Passage provided >>

>> begin

In [1]:
import timm
import torch
import torch.nn as nn
import copy
from torch.utils.data import TensorDataset, DataLoader, random_split
from sklearn.metrics import confusion_matrix
from torchvision import transforms, datasets

  from .autonotebook import tqdm as notebook_tqdm


In [2]:
print(timm.__version__)
print(torch.__version__)

0.9.12
2.1.1


In [3]:
class CNN_5Layer(nn.Module):
    def __init__(self):
        super(CNN_5Layer, self).__init__()

        self.conv_layers = nn.Sequential(
            nn.Conv2d(3, 32, kernel_size=3, padding=1),
            nn.ReLU(),
            nn.BatchNorm2d(32),
            nn.MaxPool2d(kernel_size=2, stride=2),
            nn.Dropout(0.5),

            nn.Conv2d(32, 64, kernel_size=3, padding=1),
            nn.ReLU(),
            nn.BatchNorm2d(64),
            nn.MaxPool2d(kernel_size=2, stride=2),
            nn.Dropout(0.5),

            nn.Conv2d(64, 64, kernel_size=3, padding=1),
            nn.ReLU(),
            nn.BatchNorm2d(64),
            nn.MaxPool2d(kernel_size=2, stride=2),
            nn.Dropout(0.5),

            nn.Conv2d(64, 64, kernel_size=3, padding=1),
            nn.ReLU(),
            nn.BatchNorm2d(64),
            nn.MaxPool2d(kernel_size=2, stride=2),
            nn.Dropout(0.5),
        )

        dummy_input = torch.randn(1, 3, 224, 224)
        conv_output_size = self._get_conv_output_size(dummy_input)

        self.fc_layers = nn.Sequential(
            nn.Flatten(),
            nn.Linear(conv_output_size, 4, bias=True),
            nn.Softmax(dim=1)
        )

        self.l1_regularizer = nn.L1Loss()

    def _get_conv_output_size(self, x):
        with torch.no_grad():
            conv_output = self.conv_layers(x)

>> end

Challenge >>
Please transcribe everything in the PyTorch notebook from "conv_output_size = self._get_conv_output_size(dummy_input)" down to "self.l1_regularizer = nn.L1Loss()". The data that follow come from a separate source.

Supplied entries >>
>> begin

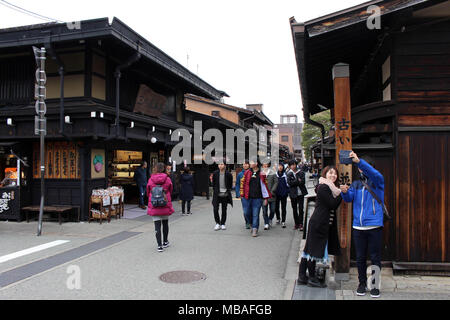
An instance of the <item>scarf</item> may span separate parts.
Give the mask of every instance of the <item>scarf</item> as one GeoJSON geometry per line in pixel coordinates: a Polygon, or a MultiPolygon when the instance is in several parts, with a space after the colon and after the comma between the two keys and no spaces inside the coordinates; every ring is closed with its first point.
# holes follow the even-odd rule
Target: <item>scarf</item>
{"type": "Polygon", "coordinates": [[[327,186],[330,187],[331,189],[331,193],[333,194],[333,197],[336,198],[337,196],[339,196],[341,194],[341,189],[337,188],[333,182],[331,182],[328,179],[325,179],[323,177],[319,178],[319,184],[326,184],[327,186]]]}

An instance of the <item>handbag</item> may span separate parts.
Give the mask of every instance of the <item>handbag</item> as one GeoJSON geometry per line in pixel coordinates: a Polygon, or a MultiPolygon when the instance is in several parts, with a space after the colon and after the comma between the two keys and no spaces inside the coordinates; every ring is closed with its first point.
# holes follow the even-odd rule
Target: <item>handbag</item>
{"type": "Polygon", "coordinates": [[[369,185],[364,181],[364,180],[360,180],[361,183],[363,184],[364,187],[366,187],[367,191],[370,192],[370,194],[372,195],[372,197],[375,198],[375,200],[378,202],[378,204],[380,204],[383,207],[383,217],[384,220],[391,220],[391,216],[389,215],[389,212],[387,211],[386,205],[384,203],[381,202],[380,198],[378,198],[378,196],[375,194],[375,192],[373,192],[372,188],[369,187],[369,185]]]}

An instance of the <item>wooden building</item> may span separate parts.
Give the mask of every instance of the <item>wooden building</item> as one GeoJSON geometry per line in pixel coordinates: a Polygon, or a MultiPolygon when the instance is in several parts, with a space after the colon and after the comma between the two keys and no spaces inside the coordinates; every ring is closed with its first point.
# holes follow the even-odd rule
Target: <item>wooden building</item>
{"type": "Polygon", "coordinates": [[[40,199],[32,46],[47,51],[45,204],[80,206],[83,220],[93,189],[122,185],[137,196],[135,167],[170,160],[172,130],[193,131],[186,93],[226,95],[117,18],[1,29],[0,178],[9,153],[27,160],[22,205],[40,199]]]}
{"type": "MultiPolygon", "coordinates": [[[[334,119],[332,69],[349,65],[353,149],[375,160],[393,216],[382,259],[449,271],[450,1],[370,1],[290,22],[305,122],[326,107],[345,125],[334,119]]],[[[316,147],[324,165],[334,162],[335,139],[316,147]]]]}

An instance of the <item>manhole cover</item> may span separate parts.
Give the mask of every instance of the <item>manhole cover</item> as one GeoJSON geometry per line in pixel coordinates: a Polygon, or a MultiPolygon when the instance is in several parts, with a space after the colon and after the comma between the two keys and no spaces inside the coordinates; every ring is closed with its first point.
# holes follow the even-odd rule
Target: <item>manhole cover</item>
{"type": "Polygon", "coordinates": [[[162,274],[159,279],[168,283],[189,283],[206,280],[206,275],[197,271],[172,271],[162,274]]]}

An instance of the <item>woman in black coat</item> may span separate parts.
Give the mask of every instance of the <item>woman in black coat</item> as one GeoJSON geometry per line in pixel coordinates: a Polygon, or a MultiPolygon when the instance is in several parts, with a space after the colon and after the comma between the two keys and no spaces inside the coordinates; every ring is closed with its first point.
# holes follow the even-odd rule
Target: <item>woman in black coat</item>
{"type": "Polygon", "coordinates": [[[185,214],[187,202],[187,214],[191,212],[191,201],[194,199],[194,177],[190,174],[189,167],[185,167],[183,174],[180,176],[180,200],[181,200],[181,214],[185,214]]]}
{"type": "Polygon", "coordinates": [[[339,173],[333,166],[326,167],[316,188],[316,207],[308,224],[305,248],[300,261],[298,284],[323,287],[315,275],[316,261],[325,260],[328,253],[340,254],[337,234],[336,209],[342,201],[338,184],[339,173]],[[309,279],[306,277],[306,269],[309,279]]]}

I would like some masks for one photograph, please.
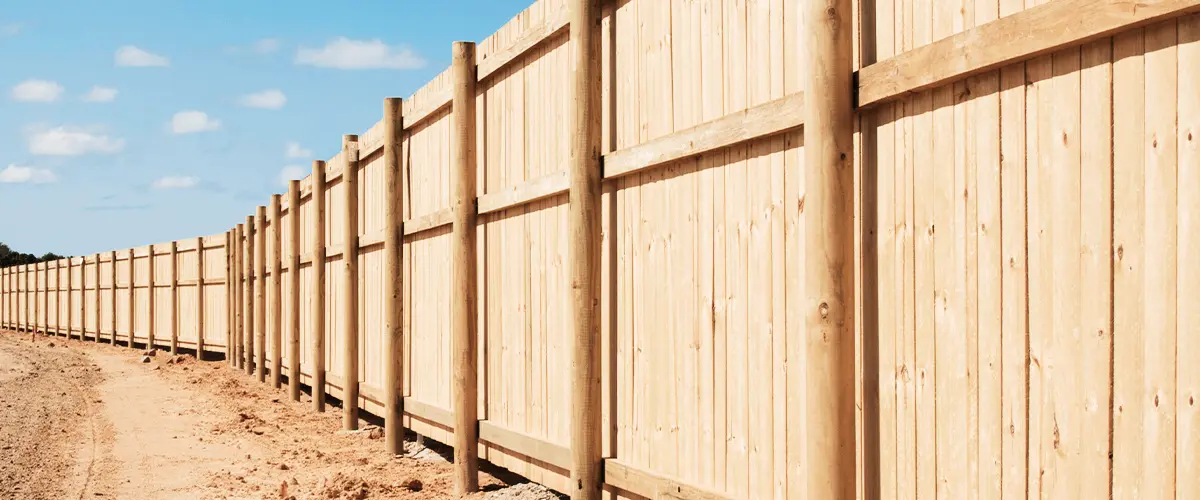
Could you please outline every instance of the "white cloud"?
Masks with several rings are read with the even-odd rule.
[[[280,49],[280,41],[276,38],[263,38],[254,42],[253,49],[259,54],[270,54]]]
[[[54,102],[62,95],[62,85],[58,82],[30,79],[12,88],[13,101]]]
[[[209,118],[204,112],[179,112],[170,119],[170,131],[174,133],[209,132],[221,128],[221,121]]]
[[[152,67],[170,66],[170,60],[158,54],[152,54],[133,46],[125,46],[116,49],[116,66]]]
[[[29,138],[29,152],[42,156],[113,155],[125,149],[125,139],[113,139],[77,127],[35,131]]]
[[[283,152],[283,156],[288,158],[312,158],[312,150],[306,150],[300,146],[300,143],[293,140],[288,143],[287,151]]]
[[[288,102],[288,96],[278,89],[270,89],[241,96],[239,102],[247,108],[280,109]]]
[[[308,175],[308,170],[305,170],[304,167],[287,165],[280,170],[280,183],[287,186],[288,181],[304,179],[305,175]]]
[[[96,85],[83,96],[83,100],[86,102],[113,102],[116,100],[116,89]]]
[[[410,48],[389,47],[378,38],[349,40],[344,36],[322,48],[301,47],[295,62],[337,70],[415,70],[425,66],[425,60]]]
[[[10,164],[8,168],[0,170],[0,182],[4,183],[47,183],[58,180],[53,171],[44,168]]]
[[[188,189],[200,183],[199,177],[166,176],[154,181],[155,189]]]

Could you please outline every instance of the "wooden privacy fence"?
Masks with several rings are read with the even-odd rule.
[[[1192,498],[1198,10],[540,0],[226,234],[0,311],[226,353],[461,492]]]

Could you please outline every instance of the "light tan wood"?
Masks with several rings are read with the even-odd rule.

>> end

Expected answer >>
conv_output_size = self._get_conv_output_size(dummy_input)

        self.fc_layers = nn.Sequential(
            nn.Flatten(),
            nn.Linear(conv_output_size, 4, bias=True),
            nn.Softmax(dim=1)
        )

        self.l1_regularizer = nn.L1Loss()